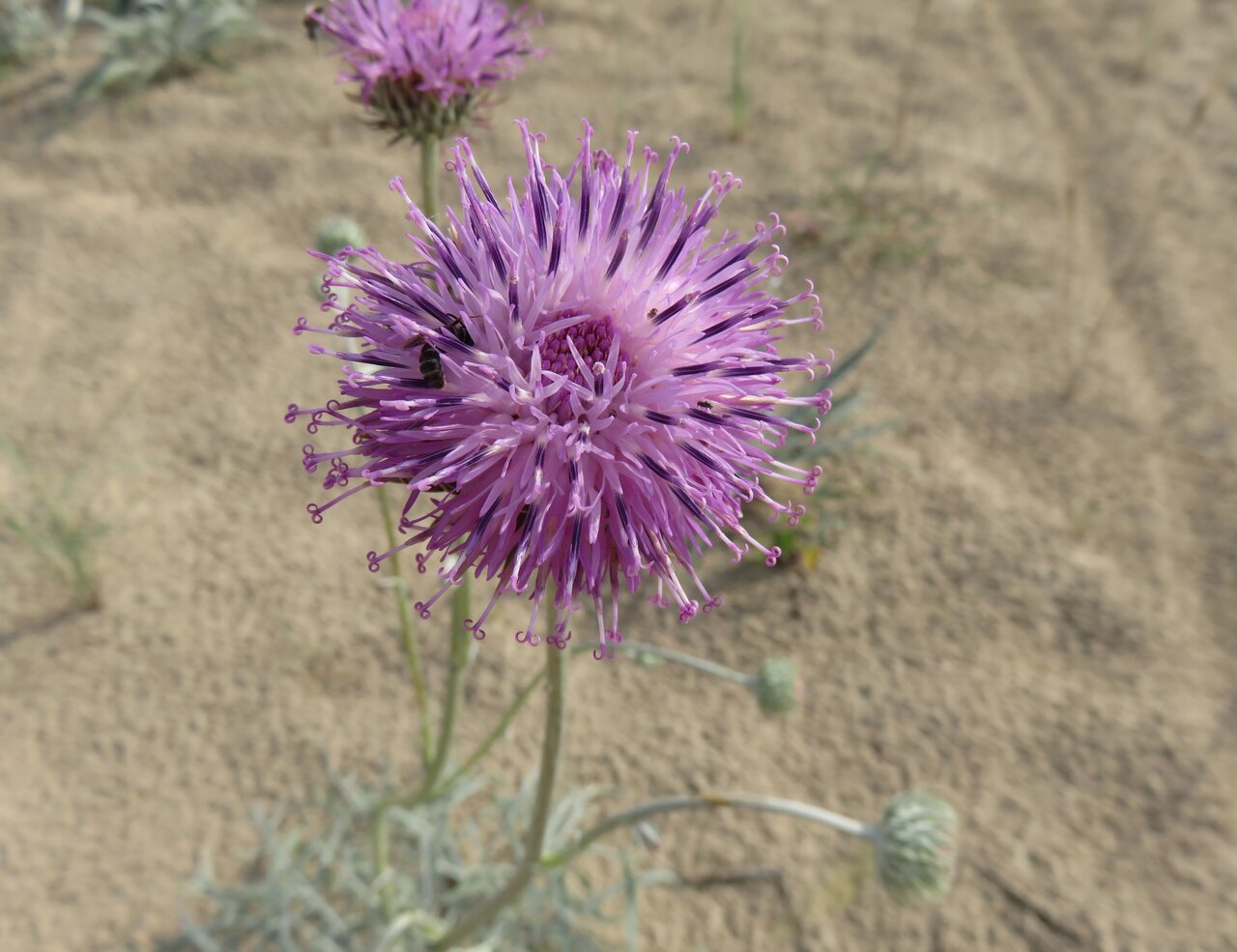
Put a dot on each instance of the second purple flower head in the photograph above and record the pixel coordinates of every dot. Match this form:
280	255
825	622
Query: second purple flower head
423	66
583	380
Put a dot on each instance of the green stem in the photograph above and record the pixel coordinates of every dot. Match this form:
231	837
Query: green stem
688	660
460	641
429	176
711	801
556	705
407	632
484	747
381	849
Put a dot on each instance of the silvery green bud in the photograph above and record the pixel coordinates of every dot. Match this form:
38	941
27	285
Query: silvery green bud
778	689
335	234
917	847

━━━━

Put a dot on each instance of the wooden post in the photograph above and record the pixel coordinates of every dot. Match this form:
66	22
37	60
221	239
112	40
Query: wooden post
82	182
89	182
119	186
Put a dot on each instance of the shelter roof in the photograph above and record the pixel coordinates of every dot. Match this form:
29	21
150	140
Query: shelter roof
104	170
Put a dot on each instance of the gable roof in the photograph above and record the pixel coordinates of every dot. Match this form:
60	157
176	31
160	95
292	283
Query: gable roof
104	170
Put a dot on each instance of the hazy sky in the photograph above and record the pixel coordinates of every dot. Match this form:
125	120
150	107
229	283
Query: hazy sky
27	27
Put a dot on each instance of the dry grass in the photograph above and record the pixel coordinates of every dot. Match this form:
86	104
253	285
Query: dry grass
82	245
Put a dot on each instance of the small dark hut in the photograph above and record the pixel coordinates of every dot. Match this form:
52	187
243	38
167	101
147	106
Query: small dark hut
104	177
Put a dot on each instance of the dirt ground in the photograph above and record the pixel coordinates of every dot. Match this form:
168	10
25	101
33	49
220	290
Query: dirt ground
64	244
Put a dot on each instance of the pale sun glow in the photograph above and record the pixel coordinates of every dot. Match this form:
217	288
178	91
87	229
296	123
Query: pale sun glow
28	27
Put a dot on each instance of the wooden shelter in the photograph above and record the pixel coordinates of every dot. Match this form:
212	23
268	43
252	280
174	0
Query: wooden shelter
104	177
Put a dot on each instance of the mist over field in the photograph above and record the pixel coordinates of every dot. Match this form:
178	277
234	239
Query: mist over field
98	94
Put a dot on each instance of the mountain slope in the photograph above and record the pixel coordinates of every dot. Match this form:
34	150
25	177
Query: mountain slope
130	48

━━━━

→ **Challenge**
How many lines in the records above contain the string "silvery"? Reply with the number alone.

→ **Correct result**
2